Rewrite all of the data below as a Markdown table with two columns, Row and Line. Number each line in Row, put the line itself in Line, and omit any blank lines.

* START Records for this task *

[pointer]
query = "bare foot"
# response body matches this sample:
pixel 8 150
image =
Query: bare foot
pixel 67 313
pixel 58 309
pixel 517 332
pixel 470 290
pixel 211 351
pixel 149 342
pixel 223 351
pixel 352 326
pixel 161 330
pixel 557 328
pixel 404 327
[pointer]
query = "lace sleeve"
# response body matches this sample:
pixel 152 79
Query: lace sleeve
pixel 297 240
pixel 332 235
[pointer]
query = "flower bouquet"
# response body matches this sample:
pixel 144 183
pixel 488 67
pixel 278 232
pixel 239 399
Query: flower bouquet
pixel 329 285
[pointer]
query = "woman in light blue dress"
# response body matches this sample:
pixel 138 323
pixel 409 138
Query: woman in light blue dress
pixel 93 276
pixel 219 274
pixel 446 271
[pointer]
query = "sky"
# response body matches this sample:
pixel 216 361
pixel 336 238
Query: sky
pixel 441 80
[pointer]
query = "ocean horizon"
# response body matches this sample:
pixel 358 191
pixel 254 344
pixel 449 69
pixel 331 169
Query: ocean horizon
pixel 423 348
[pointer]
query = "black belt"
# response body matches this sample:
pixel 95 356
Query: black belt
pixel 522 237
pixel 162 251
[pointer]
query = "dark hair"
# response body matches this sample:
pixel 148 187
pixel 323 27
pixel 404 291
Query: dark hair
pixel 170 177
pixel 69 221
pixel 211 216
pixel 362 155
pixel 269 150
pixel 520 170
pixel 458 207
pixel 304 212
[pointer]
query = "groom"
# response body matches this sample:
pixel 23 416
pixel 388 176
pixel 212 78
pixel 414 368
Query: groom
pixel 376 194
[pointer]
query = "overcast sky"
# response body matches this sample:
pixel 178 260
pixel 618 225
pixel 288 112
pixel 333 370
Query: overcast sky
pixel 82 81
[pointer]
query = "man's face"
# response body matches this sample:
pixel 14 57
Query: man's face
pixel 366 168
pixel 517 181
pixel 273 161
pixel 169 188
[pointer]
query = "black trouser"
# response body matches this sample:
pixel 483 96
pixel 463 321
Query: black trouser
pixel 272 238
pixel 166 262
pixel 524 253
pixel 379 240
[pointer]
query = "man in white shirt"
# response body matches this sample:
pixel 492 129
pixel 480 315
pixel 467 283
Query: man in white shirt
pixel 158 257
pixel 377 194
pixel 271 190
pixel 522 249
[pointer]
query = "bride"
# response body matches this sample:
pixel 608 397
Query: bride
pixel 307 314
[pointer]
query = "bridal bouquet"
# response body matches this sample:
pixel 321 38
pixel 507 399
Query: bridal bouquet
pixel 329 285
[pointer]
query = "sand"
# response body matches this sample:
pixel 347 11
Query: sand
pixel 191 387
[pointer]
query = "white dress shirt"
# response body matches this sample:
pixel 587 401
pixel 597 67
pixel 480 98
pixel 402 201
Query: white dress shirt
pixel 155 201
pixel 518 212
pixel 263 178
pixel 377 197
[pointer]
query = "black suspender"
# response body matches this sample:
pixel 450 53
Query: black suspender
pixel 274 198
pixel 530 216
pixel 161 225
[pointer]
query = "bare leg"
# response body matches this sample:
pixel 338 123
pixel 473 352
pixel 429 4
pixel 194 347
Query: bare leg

* END Records for this task *

**Completed exercise**
| Row | Line |
|---|---|
| 1 | [pointer] |
| 2 | query = "bare foot" |
| 3 | # response body matches this sample: |
| 4 | pixel 8 150 |
| 5 | image = |
| 6 | Query: bare foot |
| 7 | pixel 67 313 |
| 8 | pixel 58 309 |
| 9 | pixel 517 332 |
| 10 | pixel 470 290 |
| 11 | pixel 211 351 |
| 12 | pixel 149 342 |
| 13 | pixel 223 351 |
| 14 | pixel 352 326 |
| 15 | pixel 161 330 |
| 16 | pixel 557 328 |
| 17 | pixel 404 327 |
| 18 | [pointer] |
| 19 | query = "lace sleeve" |
| 20 | # response body matches this sample: |
| 21 | pixel 152 79 |
| 22 | Query: lace sleeve |
| 23 | pixel 297 240 |
| 24 | pixel 332 235 |
| 25 | [pointer] |
| 26 | query = "flower bouquet" |
| 27 | # response body matches this sample: |
| 28 | pixel 144 183 |
| 29 | pixel 488 67 |
| 30 | pixel 278 232 |
| 31 | pixel 239 399 |
| 32 | Query: flower bouquet |
| 33 | pixel 329 285 |
| 34 | [pointer] |
| 35 | query = "woman in light blue dress" |
| 36 | # response body matches this sample: |
| 37 | pixel 138 323 |
| 38 | pixel 409 138 |
| 39 | Query: woman in light blue dress |
| 40 | pixel 93 276 |
| 41 | pixel 219 274 |
| 42 | pixel 446 271 |
| 43 | [pointer] |
| 44 | query = "sky" |
| 45 | # response body matches this sample: |
| 46 | pixel 216 361 |
| 47 | pixel 336 238 |
| 48 | Query: sky |
| 49 | pixel 441 80 |
| 50 | [pointer] |
| 51 | query = "ocean horizon" |
| 52 | # response body matches this sample: |
| 53 | pixel 358 191 |
| 54 | pixel 254 344 |
| 55 | pixel 449 69 |
| 56 | pixel 331 169 |
| 57 | Query: ocean horizon |
| 58 | pixel 423 348 |
| 59 | [pointer] |
| 60 | query = "black belt" |
| 61 | # response body matches this sample: |
| 62 | pixel 95 356 |
| 63 | Query: black belt |
| 64 | pixel 522 237 |
| 65 | pixel 162 251 |
| 66 | [pointer] |
| 67 | query = "dark hair" |
| 68 | # response body matches this sample: |
| 69 | pixel 148 187 |
| 70 | pixel 323 27 |
| 71 | pixel 404 291 |
| 72 | Query: dark hair |
| 73 | pixel 170 177 |
| 74 | pixel 69 221 |
| 75 | pixel 211 216 |
| 76 | pixel 362 155 |
| 77 | pixel 269 150 |
| 78 | pixel 520 170 |
| 79 | pixel 458 207 |
| 80 | pixel 304 212 |
| 81 | [pointer] |
| 82 | query = "groom" |
| 83 | # response body matches this sample: |
| 84 | pixel 23 416 |
| 85 | pixel 388 176 |
| 86 | pixel 212 78 |
| 87 | pixel 414 368 |
| 88 | Query: groom |
| 89 | pixel 376 194 |
| 90 | [pointer] |
| 91 | query = "overcast sky" |
| 92 | # response body matches this sample: |
| 93 | pixel 178 260 |
| 94 | pixel 618 225 |
| 95 | pixel 288 112 |
| 96 | pixel 333 370 |
| 97 | Query: overcast sky |
| 98 | pixel 82 81 |
| 99 | [pointer] |
| 100 | query = "man's face" |
| 101 | # response body matches this sample: |
| 102 | pixel 14 57 |
| 103 | Query: man's face |
| 104 | pixel 366 168 |
| 105 | pixel 517 181 |
| 106 | pixel 273 161 |
| 107 | pixel 169 188 |
| 108 | [pointer] |
| 109 | query = "black trouser" |
| 110 | # response body matches this sample: |
| 111 | pixel 483 96 |
| 112 | pixel 463 321 |
| 113 | Query: black trouser |
| 114 | pixel 272 238 |
| 115 | pixel 166 262 |
| 116 | pixel 524 253 |
| 117 | pixel 379 240 |
| 118 | [pointer] |
| 119 | query = "man in white shirt" |
| 120 | # response body matches this sample: |
| 121 | pixel 492 129 |
| 122 | pixel 480 315 |
| 123 | pixel 467 283 |
| 124 | Query: man in white shirt |
| 125 | pixel 158 257 |
| 126 | pixel 377 194 |
| 127 | pixel 271 190 |
| 128 | pixel 522 249 |
| 129 | [pointer] |
| 130 | query = "bride" |
| 131 | # response body matches this sample: |
| 132 | pixel 608 397 |
| 133 | Query: bride |
| 134 | pixel 307 314 |
| 135 | [pointer] |
| 136 | query = "bridal bouquet" |
| 137 | # response body matches this sample: |
| 138 | pixel 321 38 |
| 139 | pixel 507 399 |
| 140 | Query: bridal bouquet |
| 141 | pixel 329 285 |
| 142 | [pointer] |
| 143 | query = "sand" |
| 144 | # response body matches this sample: |
| 145 | pixel 347 11 |
| 146 | Query: sand |
| 147 | pixel 191 387 |
| 148 | [pointer] |
| 149 | query = "white dress shirt" |
| 150 | # response body matches this sample: |
| 151 | pixel 587 401 |
| 152 | pixel 597 67 |
| 153 | pixel 480 98 |
| 154 | pixel 402 201 |
| 155 | Query: white dress shirt |
| 156 | pixel 155 201 |
| 157 | pixel 518 212 |
| 158 | pixel 263 178 |
| 159 | pixel 377 197 |
| 160 | [pointer] |
| 161 | query = "black suspender" |
| 162 | # response body matches this sample: |
| 163 | pixel 450 53 |
| 164 | Query: black suspender |
| 165 | pixel 274 198 |
| 166 | pixel 530 216 |
| 167 | pixel 161 225 |
| 168 | [pointer] |
| 169 | query = "bare leg" |
| 170 | # response body matches this sample: |
| 171 | pixel 338 123 |
| 172 | pixel 473 352 |
| 173 | pixel 429 4 |
| 174 | pixel 194 347 |
| 175 | Query: bare leg |